The full listing should be duplicated word for word.
======== PROVIDED RECORDS
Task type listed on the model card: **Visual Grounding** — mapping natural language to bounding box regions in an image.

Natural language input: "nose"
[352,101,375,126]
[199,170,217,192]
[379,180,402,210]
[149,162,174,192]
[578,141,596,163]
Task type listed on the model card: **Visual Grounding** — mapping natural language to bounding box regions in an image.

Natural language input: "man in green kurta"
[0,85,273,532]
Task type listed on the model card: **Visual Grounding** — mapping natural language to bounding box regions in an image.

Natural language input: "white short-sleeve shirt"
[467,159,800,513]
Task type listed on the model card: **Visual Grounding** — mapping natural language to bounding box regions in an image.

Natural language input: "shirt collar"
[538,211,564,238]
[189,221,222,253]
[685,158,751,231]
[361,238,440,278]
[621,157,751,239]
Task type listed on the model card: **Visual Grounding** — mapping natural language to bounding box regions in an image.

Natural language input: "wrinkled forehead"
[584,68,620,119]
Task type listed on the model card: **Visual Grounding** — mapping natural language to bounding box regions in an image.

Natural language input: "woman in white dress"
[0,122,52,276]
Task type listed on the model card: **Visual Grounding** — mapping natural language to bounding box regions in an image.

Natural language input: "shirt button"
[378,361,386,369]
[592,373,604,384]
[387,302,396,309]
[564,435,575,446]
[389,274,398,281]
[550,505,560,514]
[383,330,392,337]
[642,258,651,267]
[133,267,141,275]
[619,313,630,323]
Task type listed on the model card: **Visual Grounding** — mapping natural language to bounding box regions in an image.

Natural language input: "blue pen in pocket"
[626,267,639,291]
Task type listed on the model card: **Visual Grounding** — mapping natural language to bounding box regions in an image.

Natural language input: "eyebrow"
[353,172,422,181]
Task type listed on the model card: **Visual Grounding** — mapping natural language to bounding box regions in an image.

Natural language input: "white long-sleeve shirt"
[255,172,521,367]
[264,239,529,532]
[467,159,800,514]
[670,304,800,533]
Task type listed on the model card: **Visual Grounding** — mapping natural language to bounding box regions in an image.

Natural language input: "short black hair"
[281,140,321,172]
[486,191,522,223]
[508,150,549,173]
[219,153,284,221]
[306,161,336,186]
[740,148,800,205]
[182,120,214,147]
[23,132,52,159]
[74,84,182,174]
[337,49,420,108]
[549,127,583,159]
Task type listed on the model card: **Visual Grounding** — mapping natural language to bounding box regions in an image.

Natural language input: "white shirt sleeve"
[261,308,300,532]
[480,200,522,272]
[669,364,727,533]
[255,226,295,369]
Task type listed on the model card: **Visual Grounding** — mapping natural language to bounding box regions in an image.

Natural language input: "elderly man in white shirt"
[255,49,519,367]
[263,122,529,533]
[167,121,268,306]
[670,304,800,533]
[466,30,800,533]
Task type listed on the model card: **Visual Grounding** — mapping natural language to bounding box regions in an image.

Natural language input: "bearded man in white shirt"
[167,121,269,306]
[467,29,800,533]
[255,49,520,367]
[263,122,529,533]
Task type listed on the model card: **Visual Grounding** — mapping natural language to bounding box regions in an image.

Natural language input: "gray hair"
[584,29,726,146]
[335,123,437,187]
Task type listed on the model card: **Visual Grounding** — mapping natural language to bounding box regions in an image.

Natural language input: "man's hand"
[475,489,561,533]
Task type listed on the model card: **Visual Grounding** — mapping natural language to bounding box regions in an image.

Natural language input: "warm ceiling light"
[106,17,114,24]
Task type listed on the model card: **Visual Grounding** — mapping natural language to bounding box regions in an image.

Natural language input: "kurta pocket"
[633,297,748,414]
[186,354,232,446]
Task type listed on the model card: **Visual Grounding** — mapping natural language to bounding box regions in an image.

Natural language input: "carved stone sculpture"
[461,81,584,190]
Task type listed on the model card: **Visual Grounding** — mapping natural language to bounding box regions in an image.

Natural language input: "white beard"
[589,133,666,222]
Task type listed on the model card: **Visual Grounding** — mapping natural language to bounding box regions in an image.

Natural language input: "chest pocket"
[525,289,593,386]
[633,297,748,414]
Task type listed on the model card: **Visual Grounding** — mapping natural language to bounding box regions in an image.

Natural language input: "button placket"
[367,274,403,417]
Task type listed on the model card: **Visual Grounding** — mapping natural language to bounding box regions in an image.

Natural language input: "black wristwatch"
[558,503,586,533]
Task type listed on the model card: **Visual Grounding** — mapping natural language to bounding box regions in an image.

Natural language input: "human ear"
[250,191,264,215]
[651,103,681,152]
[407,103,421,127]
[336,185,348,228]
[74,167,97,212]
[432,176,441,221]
================
OUTPUT FOR THIS EXERCISE -
Task type listed on the model card: **Visual Grounding** — mapping natural language to bounding box regions in an image.

Natural language input: "nose"
[352,101,375,126]
[199,170,217,192]
[379,180,402,210]
[149,162,174,192]
[578,141,596,163]
Task type listed on the model card: **Visual Grounding** — mapping natural language to bounding box regions in an image.

Natural language input: "man in green kurta"
[0,85,273,532]
Task type listed on the model card: **Visual Grounding** — mapping natural language to bounding box regions in an image.

Natural language input: "white short-sleeve shirt"
[467,159,800,513]
Task type listed on the model card: **Visual Grounding** — mapping natural language to bounding box regions in an image.

Natural language input: "shirt collar"
[538,211,564,238]
[189,221,222,253]
[685,158,751,231]
[361,238,440,278]
[621,157,751,239]
Task type listed on the model card: **Visual Grounding** — mapping natural language to bounding box regions in an image.

Natural language input: "wrinkled forehead"
[584,68,620,119]
Task type listed on the model card: **Visual Grounding** — mapping natural language to bounding box regions in an image.

Natural language input: "woman in white dress"
[0,122,52,276]
Task type listed on the model card: **Visual Grounding** — mapping natural language to bounding box regions in an image.

Natural language input: "shirt button"
[378,361,386,369]
[592,373,604,384]
[387,302,396,309]
[564,435,575,446]
[389,274,398,281]
[550,505,560,514]
[383,330,392,337]
[642,258,651,267]
[133,267,141,275]
[619,313,630,323]
Task type listed on the model card: **Visual Grounding** — mapping natural language to bounding box regions in an image.

Natural language input: "blue pen in pocket"
[626,267,639,291]
Task type listed on the model card: **Visual Grounding** — mapping natural language to bounding box regions in an image.

Natural language input: "eyebrow"
[353,172,422,181]
Task type listed on the model card: **Visual Grounding** — mapping natural language to bounding box regions in an image.

Natural language input: "white long-sleeve shirt"
[255,172,521,367]
[264,239,529,532]
[467,159,800,514]
[670,304,800,533]
Task type listed on the model card: **Visual Grounding** — mapping natural language to bounding box regions in an image.

Natural language input: "short black hair"
[281,140,321,172]
[486,191,522,223]
[508,150,549,173]
[219,153,284,221]
[306,161,336,186]
[740,148,800,205]
[182,120,214,147]
[23,132,52,159]
[74,84,182,174]
[337,49,420,108]
[549,127,583,159]
Task type listed on the model card: **Visual Grounding** — mapping natural language to bounding box regions in an image.

Natural language input: "white shirt sleeve"
[261,308,300,532]
[480,200,522,272]
[669,364,727,533]
[255,226,295,369]
Task type listed on the model card: **Visual Grounding** — mapping natural language to bounding box regions in an image.

Natural language input: "elderly man in white shirt"
[255,49,519,367]
[263,122,529,533]
[167,121,268,306]
[670,304,800,533]
[466,30,800,533]
Task type listed on the model card: **Visual Grounding** — mapping natural language to bounding box regions in an image.

Natural language input: "bearded man in white shirt"
[167,121,269,306]
[467,29,800,533]
[255,49,520,367]
[263,122,529,533]
Task type listed on the model card: **Visual Grounding** — mapping natural language to bounding box regions in an image.

Natural language input: "gray hair"
[584,29,726,146]
[335,123,437,187]
Task type listed on the model card: **Visual Grounding** — mapping natural language to bounding box regions in an image.

Natural language input: "man's hand"
[475,489,561,533]
Task type listed on the model card: **Visual Grounding** — mapping natural language to bounding box regions in an image.

Natural language input: "warm ceiling light"
[106,17,114,24]
Task type listed on the model card: **Visual Grounding** — mapping natural language to bounding box regions in an image.

Natural language input: "kurta pocket"
[633,297,748,414]
[186,354,232,446]
Task type listed on the model card: **Visual Grounding** — mapping natural language to bounding box regions in an image.

Natural language input: "carved stone sculpture"
[461,81,584,190]
Task type listed on the model card: **Visual Grounding** — mapping natural language to bounding box regions in an image.

Natural language input: "white beard"
[589,133,666,222]
Task type listed on the model card: **Visual Grounding** — mapping natural language to bounding box regions in an image.

Natural language input: "chest pocket"
[525,289,593,386]
[633,297,748,414]
Task type listed on the model card: **Visual Grounding** — mapping natural language to bounding box regions in an image.

Natural language input: "button placket"
[367,274,403,417]
Task type listed on the model card: **Visual Grounding** — mapping natural language to bounding box regions in an image.

Natural language input: "black wristwatch"
[558,503,586,533]
Task type listed on the model card: **Visual Grounding** — mapping natural language to bounding box regions in an image.

Natural language input: "human ear"
[250,191,264,215]
[651,103,681,152]
[407,103,421,127]
[336,185,348,228]
[74,167,97,212]
[432,176,441,221]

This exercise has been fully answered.